Exercise prompt » The entries need to be copied exactly.

* Start Data for this exercise *

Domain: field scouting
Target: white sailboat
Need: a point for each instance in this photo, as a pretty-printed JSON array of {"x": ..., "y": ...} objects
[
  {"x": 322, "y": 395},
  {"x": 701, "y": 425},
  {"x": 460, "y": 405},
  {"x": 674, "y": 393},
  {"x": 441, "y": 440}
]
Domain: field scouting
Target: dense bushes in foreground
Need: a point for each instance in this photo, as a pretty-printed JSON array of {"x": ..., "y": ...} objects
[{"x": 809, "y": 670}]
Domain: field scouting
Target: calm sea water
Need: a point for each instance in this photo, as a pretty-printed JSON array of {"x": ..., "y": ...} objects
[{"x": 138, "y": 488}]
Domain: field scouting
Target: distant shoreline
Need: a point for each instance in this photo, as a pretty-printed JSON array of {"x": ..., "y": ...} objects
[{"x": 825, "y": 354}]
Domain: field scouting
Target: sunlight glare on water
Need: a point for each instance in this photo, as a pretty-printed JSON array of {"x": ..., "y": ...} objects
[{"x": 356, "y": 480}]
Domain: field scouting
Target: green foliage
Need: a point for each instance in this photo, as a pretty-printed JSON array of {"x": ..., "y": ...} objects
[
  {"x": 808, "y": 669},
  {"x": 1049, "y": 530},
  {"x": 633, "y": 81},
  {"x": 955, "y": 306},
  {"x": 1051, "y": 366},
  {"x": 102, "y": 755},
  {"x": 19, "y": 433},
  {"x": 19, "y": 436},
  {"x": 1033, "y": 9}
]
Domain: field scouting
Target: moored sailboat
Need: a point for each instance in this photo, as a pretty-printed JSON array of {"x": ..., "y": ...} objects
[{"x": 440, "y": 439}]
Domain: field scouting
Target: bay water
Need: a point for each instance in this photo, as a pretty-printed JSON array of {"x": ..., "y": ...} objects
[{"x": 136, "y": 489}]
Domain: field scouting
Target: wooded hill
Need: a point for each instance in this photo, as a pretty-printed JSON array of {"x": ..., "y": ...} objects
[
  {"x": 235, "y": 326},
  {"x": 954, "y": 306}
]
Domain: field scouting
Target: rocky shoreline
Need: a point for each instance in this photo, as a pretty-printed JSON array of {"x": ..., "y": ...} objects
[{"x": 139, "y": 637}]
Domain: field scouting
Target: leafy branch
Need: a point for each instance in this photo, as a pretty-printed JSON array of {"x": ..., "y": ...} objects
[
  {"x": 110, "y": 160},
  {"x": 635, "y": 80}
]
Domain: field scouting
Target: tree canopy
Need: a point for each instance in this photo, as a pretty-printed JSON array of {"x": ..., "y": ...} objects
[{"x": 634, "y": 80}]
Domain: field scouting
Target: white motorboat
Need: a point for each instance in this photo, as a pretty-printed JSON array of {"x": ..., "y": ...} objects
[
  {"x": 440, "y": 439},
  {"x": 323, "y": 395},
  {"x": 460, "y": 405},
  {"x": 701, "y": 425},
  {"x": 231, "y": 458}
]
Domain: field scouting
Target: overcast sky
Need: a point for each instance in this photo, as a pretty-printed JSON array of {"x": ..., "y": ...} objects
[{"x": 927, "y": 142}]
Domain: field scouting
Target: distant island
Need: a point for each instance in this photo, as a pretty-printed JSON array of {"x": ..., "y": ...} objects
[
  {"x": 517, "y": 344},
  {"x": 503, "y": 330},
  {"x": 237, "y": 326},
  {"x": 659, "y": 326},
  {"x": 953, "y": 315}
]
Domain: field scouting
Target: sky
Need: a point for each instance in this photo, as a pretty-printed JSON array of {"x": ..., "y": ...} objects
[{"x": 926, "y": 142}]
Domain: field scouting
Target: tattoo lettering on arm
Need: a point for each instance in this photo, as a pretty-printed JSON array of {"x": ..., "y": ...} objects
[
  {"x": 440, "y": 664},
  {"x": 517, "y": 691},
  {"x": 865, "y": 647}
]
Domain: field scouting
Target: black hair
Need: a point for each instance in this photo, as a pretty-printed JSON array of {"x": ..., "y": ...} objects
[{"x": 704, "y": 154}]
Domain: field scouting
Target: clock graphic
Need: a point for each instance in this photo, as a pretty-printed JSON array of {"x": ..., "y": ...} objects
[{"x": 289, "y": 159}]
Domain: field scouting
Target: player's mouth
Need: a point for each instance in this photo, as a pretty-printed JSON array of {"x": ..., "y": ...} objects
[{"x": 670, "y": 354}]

* End Data for this exercise *

Answer below »
Domain: field scouting
Target: white sailboat
Need: a point for each instance in this photo, as a pretty-printed JSON array of {"x": ..., "y": ...} objects
[
  {"x": 322, "y": 395},
  {"x": 701, "y": 425},
  {"x": 460, "y": 405},
  {"x": 674, "y": 393},
  {"x": 441, "y": 440}
]
Domain: field scouting
Target: dense bushes in foreground
Need: a point for each instance in this photo, as a pretty-printed JSON array of {"x": ..., "y": ...} objects
[{"x": 809, "y": 670}]
Domain: field scouting
Target: calm sea water
Need: a point for each instance in this photo, as a pretty-printed JSON array of {"x": ..., "y": ...} objects
[{"x": 138, "y": 488}]
Domain: field scouting
Target: distant shoreline
Need: a point for each instance in this photo, as a pretty-printed JSON array of {"x": ..., "y": ...} objects
[{"x": 825, "y": 354}]
Domain: field scouting
Target: sunlight glare on water
Need: a point for each instance in this photo, as a pretty-printed JSON array of {"x": ..., "y": ...} objects
[{"x": 356, "y": 480}]
Domain: field scouting
Target: green foliage
Need: a point for each instance in this photo, as a pretty-printed JSON array of {"x": ..., "y": ...} objects
[
  {"x": 808, "y": 669},
  {"x": 1049, "y": 530},
  {"x": 633, "y": 81},
  {"x": 955, "y": 306},
  {"x": 1051, "y": 366},
  {"x": 102, "y": 755},
  {"x": 19, "y": 433},
  {"x": 19, "y": 436},
  {"x": 1033, "y": 9}
]
Domain: field scouting
Target: moored sailboat
Need: a point for each instance in this photo, as a pretty-printed JSON array of {"x": ..., "y": ...} objects
[{"x": 440, "y": 439}]
Domain: field scouting
Target: bay water
Need: a point for each instance in this photo, as a pretty-printed JSON array of {"x": ..., "y": ...} objects
[{"x": 136, "y": 489}]
Domain: field scouting
Target: wooded hill
Need: a point for each instance in this photo, as a pretty-printed JSON array of {"x": ..., "y": ...} objects
[
  {"x": 235, "y": 326},
  {"x": 954, "y": 306}
]
Domain: field scouting
Target: rocky shoreline
Need: a point for each instance in this photo, as a pretty-printed JSON array of {"x": ..., "y": ...} objects
[{"x": 139, "y": 637}]
Domain: field scouting
Target: leafy branch
Need: a point for each instance in this photo, as a pretty-printed JSON array of {"x": ..., "y": ...} objects
[
  {"x": 110, "y": 160},
  {"x": 635, "y": 80}
]
Domain: field scouting
Target: tree canopy
Need: a point for each instance in this photo, as a pretty-printed JSON array of {"x": ..., "y": ...} objects
[{"x": 634, "y": 80}]
Domain: field scouting
Target: white motorboat
Need: a point for each instance in this photo, as a pretty-printed JSON array of {"x": ..., "y": ...} objects
[
  {"x": 440, "y": 439},
  {"x": 323, "y": 395},
  {"x": 460, "y": 405},
  {"x": 701, "y": 425},
  {"x": 231, "y": 458}
]
Domain: field scouting
Target: overcast sky
Need: a point for each instance in this photo, as a pretty-printed JSON array of {"x": ..., "y": ...} objects
[{"x": 927, "y": 142}]
Domain: field scouting
Target: distant island
Need: a point for each instance in this photo, as a pretty-printed JSON array of {"x": ..., "y": ...} objects
[
  {"x": 517, "y": 344},
  {"x": 503, "y": 330},
  {"x": 237, "y": 326},
  {"x": 659, "y": 326},
  {"x": 953, "y": 315}
]
Domain: field scouting
Target: sky
Need: a point for each instance in this photo, as a pretty-printed JSON array of {"x": ..., "y": ...} objects
[{"x": 926, "y": 142}]
Domain: field scouting
Target: tattoo lettering on arm
Need: a point for each instance in this photo, as a pretty-printed JSON array of {"x": ..., "y": ...} objects
[
  {"x": 440, "y": 664},
  {"x": 517, "y": 691},
  {"x": 865, "y": 647}
]
Domain: field scouting
Target: black hair
Need: a point for each instance in this photo, as a pretty-printed JSON array of {"x": ..., "y": ...} objects
[{"x": 704, "y": 154}]
Domain: field scouting
Target: clock graphic
Need: a point for each instance in this photo, as a pretty-printed JSON array of {"x": ..., "y": ...} objects
[{"x": 289, "y": 159}]
Domain: field scouting
Target: player's mouth
Need: a point for each instance in this photo, as a pretty-printed JSON array of {"x": ..., "y": ...} objects
[{"x": 670, "y": 354}]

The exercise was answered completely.